Work to be completed: Would you print the whole listing again, exactly?

-------- Records --------

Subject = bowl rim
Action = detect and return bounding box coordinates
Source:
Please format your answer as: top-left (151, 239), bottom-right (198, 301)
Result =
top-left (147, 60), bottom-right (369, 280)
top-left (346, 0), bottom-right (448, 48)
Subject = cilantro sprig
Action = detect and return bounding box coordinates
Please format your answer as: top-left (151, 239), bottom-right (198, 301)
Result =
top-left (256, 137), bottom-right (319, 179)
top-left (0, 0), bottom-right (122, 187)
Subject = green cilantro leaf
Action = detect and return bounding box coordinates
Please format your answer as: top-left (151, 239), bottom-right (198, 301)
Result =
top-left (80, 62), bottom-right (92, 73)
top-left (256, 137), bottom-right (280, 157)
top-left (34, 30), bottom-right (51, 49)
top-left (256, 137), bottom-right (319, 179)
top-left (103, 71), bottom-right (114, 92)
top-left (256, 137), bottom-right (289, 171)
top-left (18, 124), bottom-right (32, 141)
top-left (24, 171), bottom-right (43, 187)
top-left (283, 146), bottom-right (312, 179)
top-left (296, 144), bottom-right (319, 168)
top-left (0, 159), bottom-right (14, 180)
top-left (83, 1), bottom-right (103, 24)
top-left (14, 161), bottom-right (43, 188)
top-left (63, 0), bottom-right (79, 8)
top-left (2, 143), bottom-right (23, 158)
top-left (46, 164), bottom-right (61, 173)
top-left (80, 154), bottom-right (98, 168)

--------

Answer section:
Subject = bowl rim
Action = detect and return bounding box coordinates
Source:
Please format your answer as: top-left (151, 239), bottom-right (198, 301)
Result =
top-left (147, 60), bottom-right (369, 280)
top-left (346, 0), bottom-right (448, 48)
Subject = cilantro sprig
Action = detect and return bounding box coordinates
Please format your answer as: top-left (151, 239), bottom-right (198, 301)
Result =
top-left (256, 137), bottom-right (319, 179)
top-left (0, 0), bottom-right (122, 187)
Subject = green cilantro leaf
Action = detect and return bounding box coordinates
Please format your answer as: top-left (151, 239), bottom-right (198, 301)
Result =
top-left (80, 62), bottom-right (92, 73)
top-left (256, 137), bottom-right (280, 157)
top-left (34, 30), bottom-right (51, 49)
top-left (256, 137), bottom-right (319, 179)
top-left (103, 71), bottom-right (114, 92)
top-left (256, 137), bottom-right (289, 171)
top-left (18, 124), bottom-right (32, 141)
top-left (24, 171), bottom-right (43, 187)
top-left (283, 146), bottom-right (312, 179)
top-left (296, 144), bottom-right (319, 168)
top-left (0, 159), bottom-right (14, 180)
top-left (83, 1), bottom-right (103, 24)
top-left (14, 161), bottom-right (43, 188)
top-left (63, 0), bottom-right (79, 8)
top-left (2, 143), bottom-right (23, 158)
top-left (46, 164), bottom-right (61, 173)
top-left (80, 154), bottom-right (98, 168)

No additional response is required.